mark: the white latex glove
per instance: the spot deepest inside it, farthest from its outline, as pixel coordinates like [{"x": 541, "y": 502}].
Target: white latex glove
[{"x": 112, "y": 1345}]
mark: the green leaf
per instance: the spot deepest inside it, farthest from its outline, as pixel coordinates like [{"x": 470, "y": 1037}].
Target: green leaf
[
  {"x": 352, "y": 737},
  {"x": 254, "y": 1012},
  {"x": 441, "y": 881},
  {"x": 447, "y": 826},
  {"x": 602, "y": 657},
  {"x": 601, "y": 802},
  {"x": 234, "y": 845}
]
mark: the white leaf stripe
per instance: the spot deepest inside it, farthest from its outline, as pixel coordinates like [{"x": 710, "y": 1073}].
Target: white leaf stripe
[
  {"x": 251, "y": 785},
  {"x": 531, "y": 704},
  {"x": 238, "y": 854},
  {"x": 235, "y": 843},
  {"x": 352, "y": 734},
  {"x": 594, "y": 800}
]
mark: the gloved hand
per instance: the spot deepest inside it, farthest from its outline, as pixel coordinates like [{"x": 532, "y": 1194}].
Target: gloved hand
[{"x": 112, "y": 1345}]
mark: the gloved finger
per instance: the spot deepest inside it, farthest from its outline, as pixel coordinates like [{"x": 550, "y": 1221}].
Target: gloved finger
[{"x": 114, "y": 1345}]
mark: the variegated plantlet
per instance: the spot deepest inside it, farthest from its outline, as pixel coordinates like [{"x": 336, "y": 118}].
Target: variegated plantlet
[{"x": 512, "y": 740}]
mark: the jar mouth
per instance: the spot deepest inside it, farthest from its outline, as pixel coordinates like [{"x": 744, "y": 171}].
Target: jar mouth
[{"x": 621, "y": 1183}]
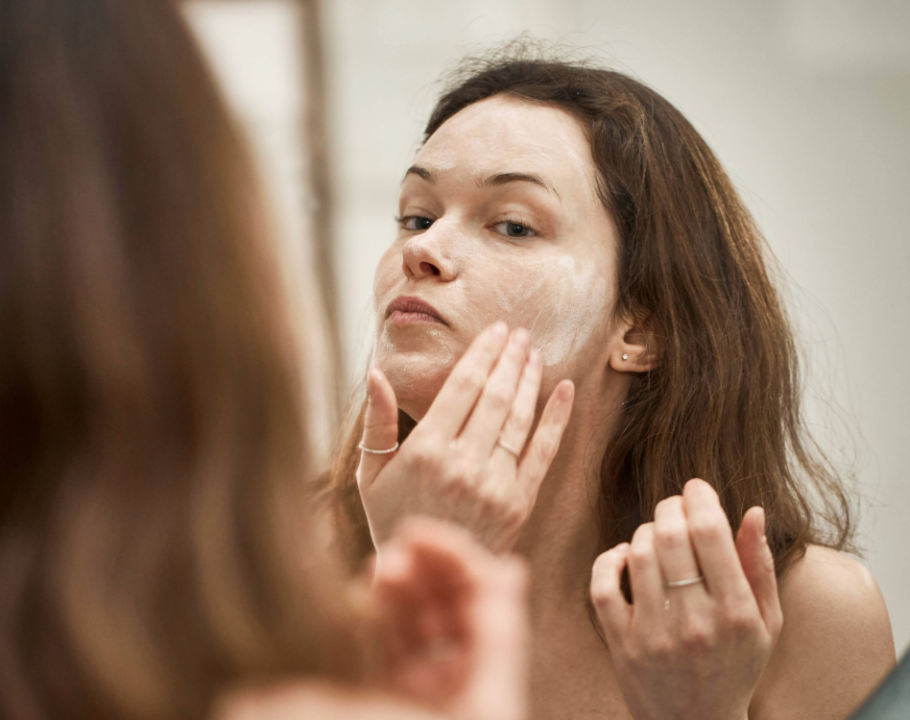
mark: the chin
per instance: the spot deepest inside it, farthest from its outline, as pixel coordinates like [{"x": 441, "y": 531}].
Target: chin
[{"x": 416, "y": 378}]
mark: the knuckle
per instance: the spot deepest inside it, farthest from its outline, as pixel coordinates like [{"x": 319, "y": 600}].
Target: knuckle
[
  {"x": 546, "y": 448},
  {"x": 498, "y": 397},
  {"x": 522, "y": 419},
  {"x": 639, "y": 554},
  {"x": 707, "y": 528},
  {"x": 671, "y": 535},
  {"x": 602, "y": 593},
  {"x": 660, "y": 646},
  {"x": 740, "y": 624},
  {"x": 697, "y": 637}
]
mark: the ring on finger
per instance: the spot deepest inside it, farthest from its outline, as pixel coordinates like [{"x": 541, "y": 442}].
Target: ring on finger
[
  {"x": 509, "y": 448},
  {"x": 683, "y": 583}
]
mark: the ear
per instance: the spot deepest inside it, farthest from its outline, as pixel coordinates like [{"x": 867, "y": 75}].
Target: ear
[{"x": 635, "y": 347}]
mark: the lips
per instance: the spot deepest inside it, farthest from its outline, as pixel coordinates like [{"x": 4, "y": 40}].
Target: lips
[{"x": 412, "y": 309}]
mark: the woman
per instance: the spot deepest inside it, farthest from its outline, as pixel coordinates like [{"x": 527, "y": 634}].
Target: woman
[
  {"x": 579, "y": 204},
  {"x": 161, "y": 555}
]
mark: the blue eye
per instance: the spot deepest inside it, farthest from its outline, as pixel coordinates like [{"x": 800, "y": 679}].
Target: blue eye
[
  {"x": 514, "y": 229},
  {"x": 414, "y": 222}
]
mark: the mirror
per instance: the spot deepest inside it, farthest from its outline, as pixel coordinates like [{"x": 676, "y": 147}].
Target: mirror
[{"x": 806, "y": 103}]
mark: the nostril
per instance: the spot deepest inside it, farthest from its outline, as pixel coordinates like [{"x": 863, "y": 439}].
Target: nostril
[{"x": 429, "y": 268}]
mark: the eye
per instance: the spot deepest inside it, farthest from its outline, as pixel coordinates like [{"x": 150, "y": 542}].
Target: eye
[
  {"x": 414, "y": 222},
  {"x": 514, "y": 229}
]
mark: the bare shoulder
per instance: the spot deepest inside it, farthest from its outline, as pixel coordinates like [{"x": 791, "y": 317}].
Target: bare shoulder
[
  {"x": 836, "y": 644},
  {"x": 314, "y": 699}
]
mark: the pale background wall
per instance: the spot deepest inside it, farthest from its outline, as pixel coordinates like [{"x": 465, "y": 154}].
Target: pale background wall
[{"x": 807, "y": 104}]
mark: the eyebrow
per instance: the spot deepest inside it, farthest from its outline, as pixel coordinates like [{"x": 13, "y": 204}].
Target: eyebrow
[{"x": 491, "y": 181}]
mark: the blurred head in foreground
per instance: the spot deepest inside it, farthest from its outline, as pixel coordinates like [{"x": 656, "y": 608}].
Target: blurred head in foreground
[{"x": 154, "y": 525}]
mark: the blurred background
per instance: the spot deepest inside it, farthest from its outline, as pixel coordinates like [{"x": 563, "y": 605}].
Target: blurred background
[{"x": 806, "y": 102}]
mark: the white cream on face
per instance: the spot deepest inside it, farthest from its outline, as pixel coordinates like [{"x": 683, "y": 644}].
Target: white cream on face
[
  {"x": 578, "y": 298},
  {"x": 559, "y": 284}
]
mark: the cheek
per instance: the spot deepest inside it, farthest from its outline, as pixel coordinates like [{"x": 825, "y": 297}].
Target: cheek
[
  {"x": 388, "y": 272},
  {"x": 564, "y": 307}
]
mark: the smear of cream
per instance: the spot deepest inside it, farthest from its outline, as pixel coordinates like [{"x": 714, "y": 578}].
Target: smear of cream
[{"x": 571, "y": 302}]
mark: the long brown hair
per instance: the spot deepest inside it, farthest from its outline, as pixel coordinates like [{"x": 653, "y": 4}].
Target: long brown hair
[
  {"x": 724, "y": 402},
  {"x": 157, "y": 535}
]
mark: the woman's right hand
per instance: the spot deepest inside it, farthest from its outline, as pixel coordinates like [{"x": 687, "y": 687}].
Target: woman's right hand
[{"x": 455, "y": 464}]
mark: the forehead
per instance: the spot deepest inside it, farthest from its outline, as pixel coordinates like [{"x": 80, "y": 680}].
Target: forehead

*Assignment*: Write the entries out in full and exactly, omitting every picture.

*The completed task*:
mark: the white latex glove
per instance: the spot deepest inside it, farthest from its outline, as pixel coordinates like [{"x": 541, "y": 502}].
Target: white latex glove
[{"x": 112, "y": 1345}]
mark: the green leaf
per instance: the spot deepest inside it, farthest from its outline, as pixel coordinates like [{"x": 470, "y": 1037}].
Target: green leaf
[
  {"x": 352, "y": 737},
  {"x": 254, "y": 1012},
  {"x": 441, "y": 881},
  {"x": 447, "y": 826},
  {"x": 602, "y": 657},
  {"x": 601, "y": 802},
  {"x": 234, "y": 845}
]
mark: the white leaf stripe
per instance: the spot deepest inside it, farthest from its outline, as pixel coordinates like [{"x": 710, "y": 1073}].
Target: white leaf stripe
[
  {"x": 251, "y": 785},
  {"x": 531, "y": 704},
  {"x": 238, "y": 854},
  {"x": 235, "y": 843},
  {"x": 352, "y": 734},
  {"x": 594, "y": 800}
]
mark: the gloved hand
per instance: the spot deepest inside it, farthest from its outline, as pixel coordinates like [{"x": 532, "y": 1194}].
Target: gloved hand
[{"x": 112, "y": 1345}]
mark: the gloved finger
per instance: the spot deepest inside it, farthest from its outline, as pixel coordinates like [{"x": 550, "y": 1221}].
Target: gloved finger
[{"x": 114, "y": 1345}]
mark: the variegated plantlet
per instance: the spot deepest inside it, farthest from its outline, as pixel coordinates like [{"x": 336, "y": 118}].
Target: variegated plantlet
[{"x": 512, "y": 740}]
mark: the jar mouth
per instance: the spot deepest inside it, farthest from its outline, as pixel coordinates like [{"x": 744, "y": 171}].
Target: jar mouth
[{"x": 621, "y": 1183}]
mark: the chin
per instance: the spot deepest inside it, farthest from its outline, as pixel coordinates like [{"x": 441, "y": 531}].
Target: chin
[{"x": 416, "y": 378}]
mark: the knuckle
per instance: the spot deepest inside it, farthest from its outline, as pixel coordinates like [{"x": 319, "y": 600}].
Target: knuckle
[
  {"x": 546, "y": 448},
  {"x": 498, "y": 397},
  {"x": 522, "y": 419},
  {"x": 639, "y": 554},
  {"x": 707, "y": 528},
  {"x": 671, "y": 535},
  {"x": 602, "y": 593},
  {"x": 660, "y": 646},
  {"x": 740, "y": 624},
  {"x": 697, "y": 637}
]
mark: the ring on finger
per instance: the spot deepest inside it, farthest from its outline, as pixel coordinates like [{"x": 541, "y": 442}].
Target: ring on finger
[
  {"x": 509, "y": 448},
  {"x": 683, "y": 583}
]
mark: the ear
per instance: the spot deepest inside it, farthest from its outline, as pixel coordinates like [{"x": 867, "y": 75}].
Target: ear
[{"x": 635, "y": 347}]
mark: the lips
per instance: the spot deepest inside it, farthest from its outline, as pixel coordinates like [{"x": 4, "y": 40}].
Target: lips
[{"x": 412, "y": 309}]
mark: the woman
per instance: the spot deepest inside it, farthest from its outline, as pixel coordinates like [{"x": 527, "y": 634}].
Target: woman
[
  {"x": 579, "y": 204},
  {"x": 161, "y": 555}
]
mark: the blue eye
per instance: the spot deepest inside it, farthest from its outline, as pixel coordinates like [{"x": 800, "y": 679}].
Target: blue eye
[
  {"x": 514, "y": 229},
  {"x": 414, "y": 222}
]
mark: the mirror
per instance: the spot deepest inside it, farthest from its outline, as pixel coordinates like [{"x": 676, "y": 147}].
Target: mirror
[{"x": 806, "y": 103}]
mark: the nostril
per instance: the spot deepest inside it, farthest from its outline, as pixel coordinates like [{"x": 863, "y": 439}].
Target: nostril
[{"x": 429, "y": 268}]
mark: the eye
per instance: the spot deepest inside it, farthest from its outline, as pixel coordinates like [{"x": 150, "y": 542}].
Target: eye
[
  {"x": 414, "y": 222},
  {"x": 514, "y": 229}
]
mark: the bare shoulder
per instance: the spot deepest inside it, farthest from its outline, as pixel coordinates like [{"x": 791, "y": 317}].
Target: bare shoulder
[
  {"x": 836, "y": 644},
  {"x": 314, "y": 699}
]
mark: the pale background wall
per instance: the spot deepest inside it, farthest from its outline, as pixel coordinates like [{"x": 465, "y": 154}].
Target: pale background wall
[{"x": 807, "y": 104}]
mark: the eyebrow
per instance: the spot deepest inside it, farthest from its outline, as pixel coordinates like [{"x": 13, "y": 204}].
Target: eyebrow
[{"x": 491, "y": 181}]
mark: the blurred head in foreground
per instance: the spot deepest inside it, farthest from its outline, as pixel coordinates like [{"x": 656, "y": 608}].
Target: blurred head in foreground
[{"x": 154, "y": 525}]
mark: the blurred background
per instance: the spot deepest inside it, farthest from its outline, as pixel coordinates like [{"x": 563, "y": 605}].
Target: blurred background
[{"x": 806, "y": 102}]
mark: the white cream on face
per instance: the spot deepest inside it, farthest from its outline, as pixel coordinates like [{"x": 683, "y": 644}].
Target: white cream on face
[
  {"x": 578, "y": 298},
  {"x": 559, "y": 284}
]
mark: the cheek
per instance: the spot deepest inside it, farthest from its outline, as pixel coordinates like [{"x": 825, "y": 297}].
Target: cheek
[
  {"x": 388, "y": 272},
  {"x": 564, "y": 307}
]
mark: the smear of cream
per instance: the spot deepest inside it, farthest from its outline, as pixel coordinates like [{"x": 714, "y": 578}].
Target: smear of cream
[{"x": 571, "y": 302}]
mark: the long brown hair
per instance: the spot deepest inside it, farthest from its outline, as pixel coordinates like [{"x": 653, "y": 4}].
Target: long brown hair
[
  {"x": 724, "y": 402},
  {"x": 157, "y": 535}
]
mark: the woman's right hand
per instance: the spot deepest inside it, farthest from its outline, as pixel coordinates like [{"x": 687, "y": 687}].
Target: woman's right hand
[{"x": 455, "y": 464}]
mark: the forehead
per instance: the spot deepest inside it, farthest from its outline, as pixel coordinates like [{"x": 80, "y": 680}].
Target: forehead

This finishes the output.